• Directions:
Copy each entry as written.

··· Input records ···

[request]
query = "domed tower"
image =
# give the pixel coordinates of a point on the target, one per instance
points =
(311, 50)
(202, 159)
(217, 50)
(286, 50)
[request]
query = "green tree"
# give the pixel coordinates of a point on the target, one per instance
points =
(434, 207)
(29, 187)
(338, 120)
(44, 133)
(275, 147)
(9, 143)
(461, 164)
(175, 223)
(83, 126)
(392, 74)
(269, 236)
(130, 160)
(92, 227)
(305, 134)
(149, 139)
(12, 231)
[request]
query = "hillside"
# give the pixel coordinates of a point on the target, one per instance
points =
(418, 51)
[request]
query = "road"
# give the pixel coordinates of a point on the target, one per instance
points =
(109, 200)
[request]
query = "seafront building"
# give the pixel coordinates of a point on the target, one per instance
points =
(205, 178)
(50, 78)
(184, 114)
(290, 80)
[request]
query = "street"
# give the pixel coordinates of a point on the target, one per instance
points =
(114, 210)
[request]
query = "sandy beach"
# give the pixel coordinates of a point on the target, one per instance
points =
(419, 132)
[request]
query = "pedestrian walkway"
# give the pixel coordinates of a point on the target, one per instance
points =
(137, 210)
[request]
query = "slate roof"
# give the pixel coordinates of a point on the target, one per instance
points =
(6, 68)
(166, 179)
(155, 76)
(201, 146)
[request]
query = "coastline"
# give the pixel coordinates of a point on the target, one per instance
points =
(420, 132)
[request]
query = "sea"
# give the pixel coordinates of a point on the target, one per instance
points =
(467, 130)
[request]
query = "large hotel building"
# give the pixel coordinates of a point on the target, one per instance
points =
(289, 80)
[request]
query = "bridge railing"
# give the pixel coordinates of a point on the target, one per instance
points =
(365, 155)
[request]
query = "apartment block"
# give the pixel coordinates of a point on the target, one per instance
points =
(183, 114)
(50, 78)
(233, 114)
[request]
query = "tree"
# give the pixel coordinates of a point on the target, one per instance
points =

···

• Output:
[request]
query = "domed tower"
image =
# give the pixel coordinates of a point on the target, one per instance
points =
(311, 50)
(202, 159)
(217, 50)
(286, 50)
[request]
query = "green tree"
# give the pixel coordinates of a point on the target, one per instance
points =
(434, 207)
(29, 187)
(338, 120)
(44, 133)
(275, 147)
(9, 143)
(461, 164)
(175, 223)
(83, 126)
(392, 74)
(269, 236)
(130, 160)
(92, 227)
(305, 134)
(149, 139)
(12, 231)
[request]
query = "hillside"
# give the pixel coordinates of a point on the target, one per instance
points =
(418, 51)
[request]
query = "road"
# give the pixel coordinates of a point on the target, one per instance
points =
(109, 200)
[request]
query = "seafront building"
# give the pixel coordinates of a point on the target, one per instance
points =
(205, 178)
(50, 78)
(184, 114)
(290, 80)
[request]
query = "street"
# give the pixel coordinates of a point on the target, one per instance
points =
(114, 210)
[request]
query = "sandy beach"
# give the pixel coordinates of a point on the target, one per instance
points =
(419, 132)
[request]
query = "pedestrian walkway"
# give the pixel coordinates of a point on the target, one per instance
points =
(137, 210)
[request]
query = "slate roof"
# give the pixel coordinates of a point on the target, one per instance
points =
(6, 68)
(166, 179)
(155, 76)
(201, 146)
[request]
query = "coastline"
# give the pixel coordinates of a point on the target, one per instance
points =
(420, 132)
[request]
query = "sea"
# give the pixel coordinates of a point on the target, one per instance
points =
(467, 130)
[request]
query = "large hotel building"
# give the pixel coordinates of a point on the target, one per instance
points =
(289, 80)
[request]
query = "bridge railing"
# give the pixel coordinates of a point on the target, one per instance
points =
(365, 155)
[request]
query = "apartment block"
# give the pixel coordinates of a point on the target, one per instance
points =
(183, 114)
(50, 78)
(233, 114)
[request]
query = "tree"
# give the pixel coordinates of a point on the target, one per instance
points =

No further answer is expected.